▶ _Record excerpts_:
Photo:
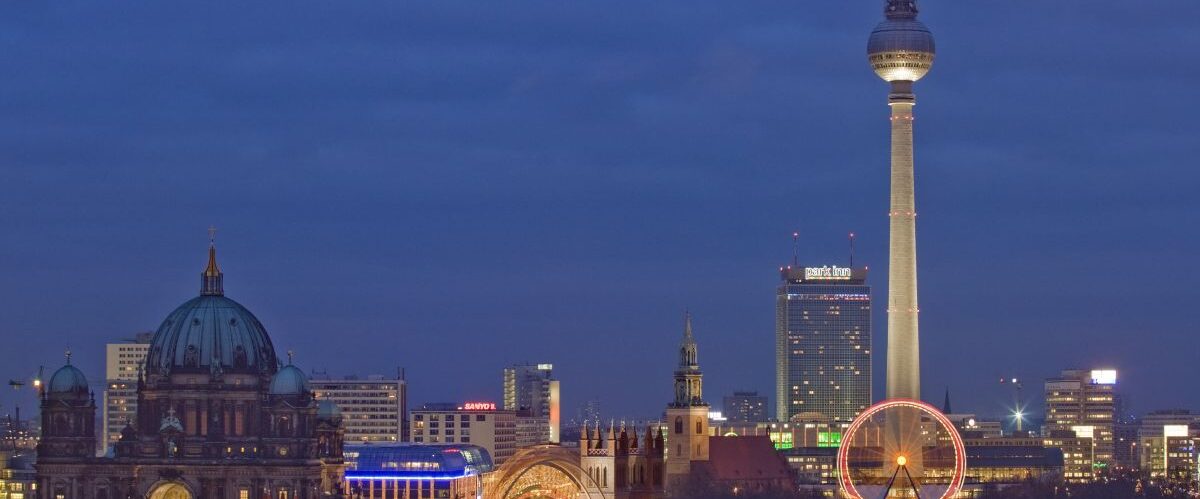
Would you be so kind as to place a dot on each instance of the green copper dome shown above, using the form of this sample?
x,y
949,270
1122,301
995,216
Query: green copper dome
x,y
211,334
69,380
289,380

▶ _Stated goal_: Copy all of the material above word for word, leaving out the pictures.

▶ _Result_:
Photo:
Would you be so kind as to place a dot on each instance of the green copper dome shown above, using the form of this sample?
x,y
949,270
1122,301
995,216
Query: green copper dome
x,y
211,334
69,380
289,380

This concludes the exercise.